TEXT PROVIDED —
________________

# MSN chatlog question???



## BiteMe (Mar 13, 2008)

Hi, Im not sure if you guys can help me with a question about MSN chatlogs.
I wouldn't even know on what board to post my question lol.:laugh:

If there's anybody here who knows a lot about MSN and specifically the chatlogs, please let me know where I can post my question :smile:


----------



## Jack.Sparrow (Jan 22, 2007)

Hi there, Welcome to TSF :4-wave: 

Start off by posting here: http://www.techsupportforum.com/f10/

and if the mod's decide it's in the wrong section, they'll move it to the correct place :smile: 

If it's a simple question, post it here and maybe someone might be able to help you out.


----------



## Done_Fishin (Oct 10, 2006)

basically any question you ask will be looked at on the merits of the question .. I use MSN and I have checked my Chat History that I have had with family members so I have an inkling of what you may POSSIBLY mean ... why not just throw your question in and see what answers you get.

________________

RAW RECORDS —
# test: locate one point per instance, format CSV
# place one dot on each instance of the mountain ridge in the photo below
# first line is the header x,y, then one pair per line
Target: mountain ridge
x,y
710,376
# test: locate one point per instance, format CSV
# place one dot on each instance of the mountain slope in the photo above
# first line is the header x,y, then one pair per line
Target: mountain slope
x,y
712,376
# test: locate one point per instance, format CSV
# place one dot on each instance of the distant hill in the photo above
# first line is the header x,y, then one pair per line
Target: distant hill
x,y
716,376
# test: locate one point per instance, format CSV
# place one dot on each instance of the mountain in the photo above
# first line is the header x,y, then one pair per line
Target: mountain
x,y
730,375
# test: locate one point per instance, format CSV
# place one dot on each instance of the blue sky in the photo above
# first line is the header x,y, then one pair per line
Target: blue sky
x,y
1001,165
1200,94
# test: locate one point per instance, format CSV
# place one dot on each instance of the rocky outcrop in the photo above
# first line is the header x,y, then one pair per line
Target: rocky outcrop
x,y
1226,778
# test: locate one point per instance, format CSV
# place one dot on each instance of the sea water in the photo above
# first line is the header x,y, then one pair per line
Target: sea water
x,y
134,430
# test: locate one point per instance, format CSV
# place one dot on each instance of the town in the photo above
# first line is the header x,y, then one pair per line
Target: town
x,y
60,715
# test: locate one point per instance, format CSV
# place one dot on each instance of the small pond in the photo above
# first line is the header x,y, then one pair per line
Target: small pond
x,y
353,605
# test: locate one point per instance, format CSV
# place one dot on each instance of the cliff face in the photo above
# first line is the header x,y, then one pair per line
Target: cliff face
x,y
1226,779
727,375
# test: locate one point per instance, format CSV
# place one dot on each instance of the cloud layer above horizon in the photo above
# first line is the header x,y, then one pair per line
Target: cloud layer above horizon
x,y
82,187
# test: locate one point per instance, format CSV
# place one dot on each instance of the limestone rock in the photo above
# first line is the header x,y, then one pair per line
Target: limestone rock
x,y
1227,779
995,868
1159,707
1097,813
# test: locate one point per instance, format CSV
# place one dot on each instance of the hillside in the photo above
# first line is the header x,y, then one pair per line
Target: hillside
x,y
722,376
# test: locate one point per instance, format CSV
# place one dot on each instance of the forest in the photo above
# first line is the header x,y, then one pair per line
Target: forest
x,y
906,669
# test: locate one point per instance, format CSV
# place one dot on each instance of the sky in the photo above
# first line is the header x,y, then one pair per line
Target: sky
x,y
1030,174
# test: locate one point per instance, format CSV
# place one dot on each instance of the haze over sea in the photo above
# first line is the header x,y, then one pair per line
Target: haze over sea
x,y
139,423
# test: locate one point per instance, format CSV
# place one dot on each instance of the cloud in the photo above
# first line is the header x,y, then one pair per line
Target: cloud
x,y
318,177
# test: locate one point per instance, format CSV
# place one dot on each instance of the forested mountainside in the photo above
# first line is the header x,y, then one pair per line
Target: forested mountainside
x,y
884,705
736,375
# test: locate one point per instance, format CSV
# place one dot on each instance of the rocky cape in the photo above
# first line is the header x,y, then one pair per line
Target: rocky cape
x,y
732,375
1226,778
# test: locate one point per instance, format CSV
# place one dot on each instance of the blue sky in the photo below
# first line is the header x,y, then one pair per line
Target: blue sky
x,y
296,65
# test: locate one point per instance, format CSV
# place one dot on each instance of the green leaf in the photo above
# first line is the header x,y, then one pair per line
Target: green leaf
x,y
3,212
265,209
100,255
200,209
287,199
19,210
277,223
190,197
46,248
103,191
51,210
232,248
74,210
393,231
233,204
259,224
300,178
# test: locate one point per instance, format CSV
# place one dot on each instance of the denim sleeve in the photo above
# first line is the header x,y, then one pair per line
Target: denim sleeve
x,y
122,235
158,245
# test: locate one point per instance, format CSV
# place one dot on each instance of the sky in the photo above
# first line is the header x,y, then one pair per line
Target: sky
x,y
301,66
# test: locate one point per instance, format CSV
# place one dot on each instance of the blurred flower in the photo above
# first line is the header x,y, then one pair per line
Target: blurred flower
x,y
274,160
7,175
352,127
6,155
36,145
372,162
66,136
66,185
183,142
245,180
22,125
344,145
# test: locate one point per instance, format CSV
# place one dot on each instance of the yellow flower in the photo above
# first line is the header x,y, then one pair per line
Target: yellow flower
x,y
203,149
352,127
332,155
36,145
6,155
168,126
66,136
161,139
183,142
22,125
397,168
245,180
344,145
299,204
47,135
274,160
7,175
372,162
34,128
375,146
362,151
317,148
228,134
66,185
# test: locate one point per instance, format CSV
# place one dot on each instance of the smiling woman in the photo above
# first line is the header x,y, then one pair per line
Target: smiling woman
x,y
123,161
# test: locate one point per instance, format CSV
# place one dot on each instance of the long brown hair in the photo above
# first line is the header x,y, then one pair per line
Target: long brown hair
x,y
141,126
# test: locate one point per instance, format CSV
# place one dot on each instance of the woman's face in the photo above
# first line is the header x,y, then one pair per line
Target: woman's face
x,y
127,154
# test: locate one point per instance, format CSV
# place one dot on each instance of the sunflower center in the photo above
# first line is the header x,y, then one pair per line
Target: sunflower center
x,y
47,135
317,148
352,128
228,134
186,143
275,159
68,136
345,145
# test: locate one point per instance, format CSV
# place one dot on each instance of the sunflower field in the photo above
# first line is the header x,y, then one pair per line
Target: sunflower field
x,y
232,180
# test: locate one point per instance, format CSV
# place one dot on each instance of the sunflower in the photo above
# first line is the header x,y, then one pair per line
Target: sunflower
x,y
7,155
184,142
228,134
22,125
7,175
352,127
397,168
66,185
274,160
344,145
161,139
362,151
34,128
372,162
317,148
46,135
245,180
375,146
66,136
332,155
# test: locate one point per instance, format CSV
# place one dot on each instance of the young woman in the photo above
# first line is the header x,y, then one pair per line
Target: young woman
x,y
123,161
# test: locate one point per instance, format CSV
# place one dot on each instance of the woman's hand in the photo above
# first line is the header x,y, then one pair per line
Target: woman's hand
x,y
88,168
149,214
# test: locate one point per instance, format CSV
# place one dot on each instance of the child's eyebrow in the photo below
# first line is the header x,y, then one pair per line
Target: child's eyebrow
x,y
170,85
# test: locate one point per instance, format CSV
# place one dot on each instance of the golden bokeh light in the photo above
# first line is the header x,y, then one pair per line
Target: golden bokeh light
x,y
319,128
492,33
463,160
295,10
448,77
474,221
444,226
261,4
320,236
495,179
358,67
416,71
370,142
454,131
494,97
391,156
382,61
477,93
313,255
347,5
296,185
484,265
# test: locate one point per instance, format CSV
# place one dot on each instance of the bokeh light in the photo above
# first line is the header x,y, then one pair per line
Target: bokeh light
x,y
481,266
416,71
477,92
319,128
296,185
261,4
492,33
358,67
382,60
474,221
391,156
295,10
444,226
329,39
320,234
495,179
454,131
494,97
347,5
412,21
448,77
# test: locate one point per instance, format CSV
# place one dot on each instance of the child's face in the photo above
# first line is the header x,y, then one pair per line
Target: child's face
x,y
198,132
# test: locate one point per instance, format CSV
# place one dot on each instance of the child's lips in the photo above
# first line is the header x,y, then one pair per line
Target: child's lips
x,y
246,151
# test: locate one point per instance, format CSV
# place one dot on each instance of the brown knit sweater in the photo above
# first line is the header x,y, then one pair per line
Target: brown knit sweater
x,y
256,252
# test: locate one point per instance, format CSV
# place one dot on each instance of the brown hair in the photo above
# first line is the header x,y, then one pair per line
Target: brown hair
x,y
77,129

________________

PROMPT — Echo the MSN chatlog thread word for word, everything from "Start off by" down to "(Oct 10, 2006)". The material is not needed for this work.

REPLY —
Start off by posting here: http://www.techsupportforum.com/f10/

and if the mod's decide it's in the wrong section, they'll move it to the correct place :smile: 

If it's a simple question, post it here and maybe someone might be able to help you out.


----------



## Done_Fishin (Oct 10, 2006)